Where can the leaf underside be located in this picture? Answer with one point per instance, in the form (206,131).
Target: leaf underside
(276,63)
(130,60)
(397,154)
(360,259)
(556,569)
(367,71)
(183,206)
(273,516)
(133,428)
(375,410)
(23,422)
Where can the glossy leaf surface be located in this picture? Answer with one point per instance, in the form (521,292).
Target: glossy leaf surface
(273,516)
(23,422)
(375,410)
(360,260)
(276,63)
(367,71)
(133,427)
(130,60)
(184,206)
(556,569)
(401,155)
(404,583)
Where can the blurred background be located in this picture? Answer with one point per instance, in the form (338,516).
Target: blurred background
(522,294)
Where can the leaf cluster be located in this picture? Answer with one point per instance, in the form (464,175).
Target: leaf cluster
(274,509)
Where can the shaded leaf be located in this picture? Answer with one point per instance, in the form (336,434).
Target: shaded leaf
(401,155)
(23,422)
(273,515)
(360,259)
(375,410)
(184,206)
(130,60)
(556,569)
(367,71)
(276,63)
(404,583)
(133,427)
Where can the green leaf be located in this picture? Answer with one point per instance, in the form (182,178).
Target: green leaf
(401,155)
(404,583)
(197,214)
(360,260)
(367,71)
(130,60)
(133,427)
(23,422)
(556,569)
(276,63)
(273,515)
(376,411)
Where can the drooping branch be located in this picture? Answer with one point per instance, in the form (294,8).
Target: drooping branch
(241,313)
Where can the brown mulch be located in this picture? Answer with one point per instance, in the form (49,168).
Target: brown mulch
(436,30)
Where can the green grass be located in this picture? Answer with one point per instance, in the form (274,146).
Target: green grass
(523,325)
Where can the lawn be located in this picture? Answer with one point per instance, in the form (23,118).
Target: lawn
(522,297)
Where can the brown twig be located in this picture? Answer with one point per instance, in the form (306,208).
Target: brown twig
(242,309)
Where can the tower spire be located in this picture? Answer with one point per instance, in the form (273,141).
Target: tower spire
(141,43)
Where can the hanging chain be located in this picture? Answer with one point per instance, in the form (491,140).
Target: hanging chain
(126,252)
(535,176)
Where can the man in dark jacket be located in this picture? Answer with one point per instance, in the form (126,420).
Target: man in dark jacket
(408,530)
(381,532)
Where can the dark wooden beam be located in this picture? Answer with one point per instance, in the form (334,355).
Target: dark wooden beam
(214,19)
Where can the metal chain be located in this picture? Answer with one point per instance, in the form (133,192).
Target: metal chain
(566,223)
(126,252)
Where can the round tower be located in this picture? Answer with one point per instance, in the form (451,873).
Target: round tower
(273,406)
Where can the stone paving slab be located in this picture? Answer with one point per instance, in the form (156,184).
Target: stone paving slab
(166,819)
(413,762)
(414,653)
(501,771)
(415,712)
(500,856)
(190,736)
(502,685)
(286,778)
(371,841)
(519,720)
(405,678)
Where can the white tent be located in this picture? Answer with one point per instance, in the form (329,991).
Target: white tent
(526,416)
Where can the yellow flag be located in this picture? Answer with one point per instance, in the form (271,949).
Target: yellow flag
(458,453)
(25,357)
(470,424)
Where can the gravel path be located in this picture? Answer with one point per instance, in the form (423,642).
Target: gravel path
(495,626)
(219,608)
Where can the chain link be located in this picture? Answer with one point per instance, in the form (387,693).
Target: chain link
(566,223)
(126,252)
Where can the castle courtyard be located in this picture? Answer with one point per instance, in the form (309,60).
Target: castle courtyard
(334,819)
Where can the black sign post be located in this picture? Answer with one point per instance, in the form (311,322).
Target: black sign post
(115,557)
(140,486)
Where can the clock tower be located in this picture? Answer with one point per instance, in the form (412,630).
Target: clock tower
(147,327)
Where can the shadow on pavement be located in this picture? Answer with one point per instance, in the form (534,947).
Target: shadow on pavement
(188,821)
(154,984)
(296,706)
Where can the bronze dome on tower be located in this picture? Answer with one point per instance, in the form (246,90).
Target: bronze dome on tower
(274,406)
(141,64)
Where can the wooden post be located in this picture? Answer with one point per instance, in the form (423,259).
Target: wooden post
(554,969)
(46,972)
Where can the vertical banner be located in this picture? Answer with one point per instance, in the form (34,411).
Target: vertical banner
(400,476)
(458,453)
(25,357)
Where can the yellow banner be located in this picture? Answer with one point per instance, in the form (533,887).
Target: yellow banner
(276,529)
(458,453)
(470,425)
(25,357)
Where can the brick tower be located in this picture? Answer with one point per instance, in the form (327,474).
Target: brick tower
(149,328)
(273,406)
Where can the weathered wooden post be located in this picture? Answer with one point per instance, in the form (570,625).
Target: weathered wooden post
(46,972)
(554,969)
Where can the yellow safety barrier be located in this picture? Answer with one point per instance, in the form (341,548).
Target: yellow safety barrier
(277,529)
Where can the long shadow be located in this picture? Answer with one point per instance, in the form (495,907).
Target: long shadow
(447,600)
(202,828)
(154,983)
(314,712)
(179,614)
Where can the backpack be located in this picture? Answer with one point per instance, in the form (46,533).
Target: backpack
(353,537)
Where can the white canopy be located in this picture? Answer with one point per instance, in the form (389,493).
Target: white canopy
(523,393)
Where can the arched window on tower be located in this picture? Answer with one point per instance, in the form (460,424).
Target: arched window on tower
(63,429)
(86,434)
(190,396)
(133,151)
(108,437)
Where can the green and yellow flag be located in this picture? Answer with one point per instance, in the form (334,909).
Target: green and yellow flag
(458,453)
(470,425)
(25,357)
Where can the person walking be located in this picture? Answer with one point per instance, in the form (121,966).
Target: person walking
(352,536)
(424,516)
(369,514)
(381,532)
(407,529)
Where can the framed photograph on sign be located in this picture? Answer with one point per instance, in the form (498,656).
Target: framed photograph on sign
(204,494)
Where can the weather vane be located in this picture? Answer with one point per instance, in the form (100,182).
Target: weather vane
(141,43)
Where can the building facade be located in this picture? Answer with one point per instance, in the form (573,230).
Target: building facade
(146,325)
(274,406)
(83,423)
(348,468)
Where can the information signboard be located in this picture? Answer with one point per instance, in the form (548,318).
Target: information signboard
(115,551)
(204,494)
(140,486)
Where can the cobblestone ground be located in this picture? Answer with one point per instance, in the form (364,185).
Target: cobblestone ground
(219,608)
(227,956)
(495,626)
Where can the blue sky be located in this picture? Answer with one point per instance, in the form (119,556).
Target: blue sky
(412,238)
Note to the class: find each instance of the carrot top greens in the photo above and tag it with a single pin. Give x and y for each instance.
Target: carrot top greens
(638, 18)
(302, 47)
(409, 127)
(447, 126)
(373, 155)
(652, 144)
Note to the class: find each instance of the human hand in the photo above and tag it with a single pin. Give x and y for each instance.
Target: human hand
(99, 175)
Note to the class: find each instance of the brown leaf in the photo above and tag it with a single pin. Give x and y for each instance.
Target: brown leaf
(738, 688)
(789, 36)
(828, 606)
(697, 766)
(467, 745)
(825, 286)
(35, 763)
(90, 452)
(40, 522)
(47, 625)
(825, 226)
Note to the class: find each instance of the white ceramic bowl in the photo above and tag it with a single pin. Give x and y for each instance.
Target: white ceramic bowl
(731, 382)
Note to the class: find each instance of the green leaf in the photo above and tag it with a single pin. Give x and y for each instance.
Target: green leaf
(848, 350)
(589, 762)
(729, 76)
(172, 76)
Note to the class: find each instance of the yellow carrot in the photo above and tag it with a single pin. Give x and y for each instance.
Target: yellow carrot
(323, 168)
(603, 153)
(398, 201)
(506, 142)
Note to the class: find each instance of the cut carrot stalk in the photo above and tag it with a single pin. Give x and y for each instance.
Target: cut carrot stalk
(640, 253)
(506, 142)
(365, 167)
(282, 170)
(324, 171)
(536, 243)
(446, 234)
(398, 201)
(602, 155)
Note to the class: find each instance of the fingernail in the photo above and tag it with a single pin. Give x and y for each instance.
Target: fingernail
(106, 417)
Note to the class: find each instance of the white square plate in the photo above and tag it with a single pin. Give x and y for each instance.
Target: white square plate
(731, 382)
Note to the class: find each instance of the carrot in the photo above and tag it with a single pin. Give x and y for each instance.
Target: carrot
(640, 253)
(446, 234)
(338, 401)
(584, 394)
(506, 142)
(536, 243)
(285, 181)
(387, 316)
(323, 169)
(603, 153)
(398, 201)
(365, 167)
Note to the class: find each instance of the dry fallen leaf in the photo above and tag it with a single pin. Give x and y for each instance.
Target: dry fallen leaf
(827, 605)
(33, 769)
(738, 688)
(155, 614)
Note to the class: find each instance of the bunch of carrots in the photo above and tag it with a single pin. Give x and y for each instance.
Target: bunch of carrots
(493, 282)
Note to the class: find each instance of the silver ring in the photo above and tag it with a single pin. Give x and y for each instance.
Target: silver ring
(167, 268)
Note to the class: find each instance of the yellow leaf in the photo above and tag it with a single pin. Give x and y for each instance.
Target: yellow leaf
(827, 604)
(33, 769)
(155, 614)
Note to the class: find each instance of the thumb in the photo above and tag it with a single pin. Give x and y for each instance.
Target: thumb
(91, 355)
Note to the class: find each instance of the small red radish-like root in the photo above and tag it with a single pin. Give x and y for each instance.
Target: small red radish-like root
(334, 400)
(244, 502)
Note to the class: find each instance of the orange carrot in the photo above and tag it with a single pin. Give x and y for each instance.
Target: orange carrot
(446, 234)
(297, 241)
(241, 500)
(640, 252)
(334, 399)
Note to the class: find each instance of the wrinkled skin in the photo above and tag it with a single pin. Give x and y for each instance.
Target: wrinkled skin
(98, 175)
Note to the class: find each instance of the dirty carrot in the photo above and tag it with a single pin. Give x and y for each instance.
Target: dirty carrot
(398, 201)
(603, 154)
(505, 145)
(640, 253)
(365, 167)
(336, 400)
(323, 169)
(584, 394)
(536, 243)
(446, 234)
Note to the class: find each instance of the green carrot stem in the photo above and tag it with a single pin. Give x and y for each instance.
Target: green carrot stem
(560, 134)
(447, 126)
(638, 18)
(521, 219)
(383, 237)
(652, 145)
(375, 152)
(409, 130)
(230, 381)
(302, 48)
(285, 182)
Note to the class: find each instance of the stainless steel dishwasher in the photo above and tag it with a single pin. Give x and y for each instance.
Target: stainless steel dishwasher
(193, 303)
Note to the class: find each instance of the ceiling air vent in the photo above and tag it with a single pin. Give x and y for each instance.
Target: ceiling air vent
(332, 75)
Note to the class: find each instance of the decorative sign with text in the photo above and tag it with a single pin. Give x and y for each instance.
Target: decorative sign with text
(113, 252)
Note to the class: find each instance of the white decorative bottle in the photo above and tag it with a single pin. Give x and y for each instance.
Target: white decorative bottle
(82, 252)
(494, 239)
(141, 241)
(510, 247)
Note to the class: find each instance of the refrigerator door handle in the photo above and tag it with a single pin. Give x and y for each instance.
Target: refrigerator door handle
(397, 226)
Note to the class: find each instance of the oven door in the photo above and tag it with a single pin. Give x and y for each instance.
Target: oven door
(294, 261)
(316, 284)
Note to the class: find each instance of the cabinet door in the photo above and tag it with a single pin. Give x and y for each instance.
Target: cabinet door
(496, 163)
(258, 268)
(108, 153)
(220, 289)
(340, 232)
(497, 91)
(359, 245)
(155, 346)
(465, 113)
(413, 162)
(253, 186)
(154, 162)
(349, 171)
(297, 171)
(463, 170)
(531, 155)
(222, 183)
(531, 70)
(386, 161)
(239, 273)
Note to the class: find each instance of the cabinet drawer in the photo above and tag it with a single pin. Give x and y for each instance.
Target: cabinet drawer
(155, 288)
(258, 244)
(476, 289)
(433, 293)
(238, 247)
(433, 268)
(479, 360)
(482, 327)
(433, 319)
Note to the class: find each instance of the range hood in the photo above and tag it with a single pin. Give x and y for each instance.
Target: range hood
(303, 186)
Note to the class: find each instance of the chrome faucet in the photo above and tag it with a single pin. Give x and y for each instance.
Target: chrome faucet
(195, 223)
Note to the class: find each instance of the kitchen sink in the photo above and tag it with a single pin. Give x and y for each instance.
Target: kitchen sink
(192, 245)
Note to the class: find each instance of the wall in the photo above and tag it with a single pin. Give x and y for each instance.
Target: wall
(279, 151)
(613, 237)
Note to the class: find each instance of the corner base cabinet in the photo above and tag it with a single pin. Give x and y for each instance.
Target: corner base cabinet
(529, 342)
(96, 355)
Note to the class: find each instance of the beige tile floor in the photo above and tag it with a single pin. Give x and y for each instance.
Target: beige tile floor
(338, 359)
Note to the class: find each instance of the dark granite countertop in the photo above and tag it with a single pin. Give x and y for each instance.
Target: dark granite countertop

WHAT YOU ARE ASKED TO DO:
From the first line of the records above to the line that contains "Where can the lawn", quote each line exactly.

FINAL ANSWER:
Where can the leaf underside be located in this picture? Answer with one point per instance, in the form (206,131).
Target: leaf underside
(276,63)
(130,60)
(397,154)
(360,259)
(556,569)
(367,71)
(183,206)
(273,516)
(133,428)
(375,410)
(23,422)
Where can the glossy leaf surface be located in this picture? Answer with one point per instance, in the form (521,292).
Target: glossy leaf surface
(273,516)
(23,422)
(375,410)
(360,260)
(276,63)
(367,71)
(133,427)
(130,60)
(184,206)
(556,569)
(401,155)
(404,583)
Where can the blurred background be located in this picture? Answer with one point per instance, in the form (338,516).
Target: blurred background
(522,294)
Where can the leaf cluster be located in this picture? Answer with one point per instance, in the form (464,175).
Target: leaf cluster
(274,509)
Where can the shaded leaf be located in this picture? Answer with one point per instance, in the form (336,434).
Target: shaded leaf
(401,155)
(23,422)
(273,515)
(360,259)
(375,410)
(184,206)
(130,60)
(556,569)
(367,71)
(276,63)
(404,583)
(133,427)
Where can the green leaf be located in this picture? Answer with one point per instance, in the form (182,178).
Target: green leaf
(401,155)
(404,583)
(197,214)
(360,260)
(367,71)
(130,60)
(133,427)
(23,422)
(556,569)
(276,63)
(273,515)
(376,411)
Where can the drooping branch be located in this picture? Answer with one point per instance, in the form (294,8).
Target: drooping branch
(241,313)
Where can the brown mulch be located in this picture? Answer with one point per instance, in the form (49,168).
Target: brown mulch
(436,30)
Where can the green grass be located in this picture? Answer with one point per instance, in the form (274,146).
Target: green grass
(523,325)
Where can the lawn be located in this picture? Answer with one point per instance, in the form (23,118).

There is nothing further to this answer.